• [Tasks to perform]:
(A) Answer these questions using the text on investor protection:
(i) By what deadline must brokers send contract notes?
(ii) Which stock broker was declared a defaulter or expelled in 2020?
(iii) What is the maximum payout per investor per defaulter from the NSE fund?
(B) Decide whether each statement agrees with the text on investor protection:
(i) SCORES and Smart ODR each require a consolidated PDF.
(ii) The MCX IPF covers defaults by equity brokers.
(iii) The public notice of a default appears only on the exchange website.
(C) Reproduce word for word the stretch of the text on investor protection from "Documents you need" through "have received back.".

• [Extract provided]:
────
The fees stay subsidised because the Investor Protection Funds of the exchanges and depositories carry most of the conciliator and arbitrator costs.

Documents you need

  • PAN, Aadhaar, address proof of the complainant.
  • Demat statement or mutual fund statement of account covering the disputed period (download from CDSL / NSDL Easi-Easiest, KFinKart, MFCentral).
  • Contract notes for every disputed trade. Brokers must send these by T+1. Pull them from the email trail or the broker portal.
  • Bank statement showing the credit you sent the broker and the credit you should have received back.
  • Email and chat transcripts with the entity, in chronological PDF.
  • The policy bond / scheme information document / KIM for mutual fund disputes - showing what was promised vs delivered.
  • For an IPO allotment dispute - the ASBA acknowledgement (UMR) and the bank's mandate statement.
  • For a transmission / death claim - death certificate, succession certificate or probate, indemnity bond if required.
  • The prior complaint email to the intermediary and their reply / auto-acknowledgement.

Save everything in one zipped folder before you start. SCORES and Smart ODR each ask for a consolidated PDF.

Investor Protection Fund - when the broker defaults

This is the route most investors never hear about. If your broker is declared a defaulter or expelled by the exchange - which happened to Karvy Stock Broking in 2020 and to several smaller members in 2023 to 2025 - you can claim from the exchange's Investor Protection Fund (IPF).

  • NSE IPF Trust under SEBI (Stock Exchanges and Clearing Corporations) Regulations 2018.
  • BSE IPF Trust under the same regulations.
  • MCX IPF for commodity broker defaults.

The maximum payout per investor per defaulter is Rs 25 lakh for NSE (revised 2023) and Rs 25 lakh for BSE. To claim:

  1. Wait for the public notice of declaration of default - it is posted on the exchange website and in two national newspapers.
────
(Dataset entries)
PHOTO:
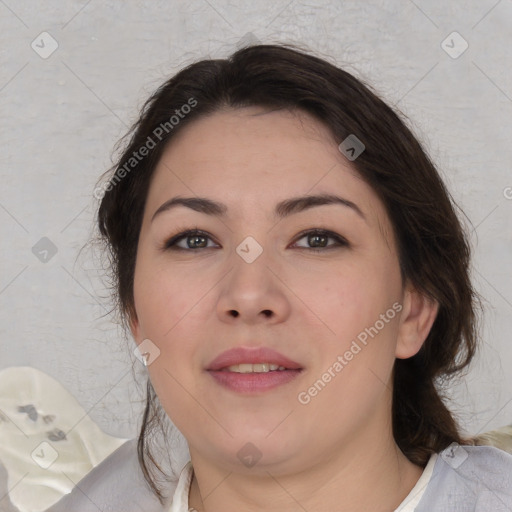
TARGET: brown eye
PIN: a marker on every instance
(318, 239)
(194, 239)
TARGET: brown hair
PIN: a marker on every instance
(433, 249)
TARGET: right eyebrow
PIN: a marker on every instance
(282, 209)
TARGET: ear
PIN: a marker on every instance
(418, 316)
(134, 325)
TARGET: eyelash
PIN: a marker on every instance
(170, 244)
────
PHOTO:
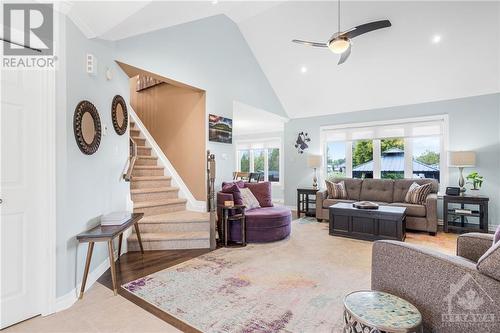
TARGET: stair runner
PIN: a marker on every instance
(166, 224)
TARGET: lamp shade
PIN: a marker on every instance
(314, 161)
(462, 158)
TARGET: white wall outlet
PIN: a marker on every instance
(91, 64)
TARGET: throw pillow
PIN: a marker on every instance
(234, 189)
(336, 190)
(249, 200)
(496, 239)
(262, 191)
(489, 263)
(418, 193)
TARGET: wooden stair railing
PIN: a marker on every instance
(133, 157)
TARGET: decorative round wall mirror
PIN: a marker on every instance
────
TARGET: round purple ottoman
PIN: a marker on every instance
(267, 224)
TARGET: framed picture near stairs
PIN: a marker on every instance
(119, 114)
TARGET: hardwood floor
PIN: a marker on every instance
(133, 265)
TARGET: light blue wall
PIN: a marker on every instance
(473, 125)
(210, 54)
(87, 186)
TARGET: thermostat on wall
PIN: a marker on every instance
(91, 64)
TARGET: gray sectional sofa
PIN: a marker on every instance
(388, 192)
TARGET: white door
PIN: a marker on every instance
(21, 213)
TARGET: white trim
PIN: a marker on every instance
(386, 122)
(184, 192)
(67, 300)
────
• [The responses]:
(A)
(i) T+1
(ii) Karvy Stock Broking
(iii) Rs 25 lakh

(B)
(i) Yes: "SCORES and Smart ODR each ask for a consolidated PDF."
(ii) No: "MCX IPF for commodity broker defaults."
(iii) No: "it is posted on the exchange website and in two national newspapers."

(C)
Documents you need

  • PAN, Aadhaar, address proof of the complainant.
  • Demat statement or mutual fund statement of account covering the disputed period (download from CDSL / NSDL Easi-Easiest, KFinKart, MFCentral).
  • Contract notes for every disputed trade. Brokers must send these by T+1. Pull them from the email trail or the broker portal.
  • Bank statement showing the credit you sent the broker and the credit you should have received back.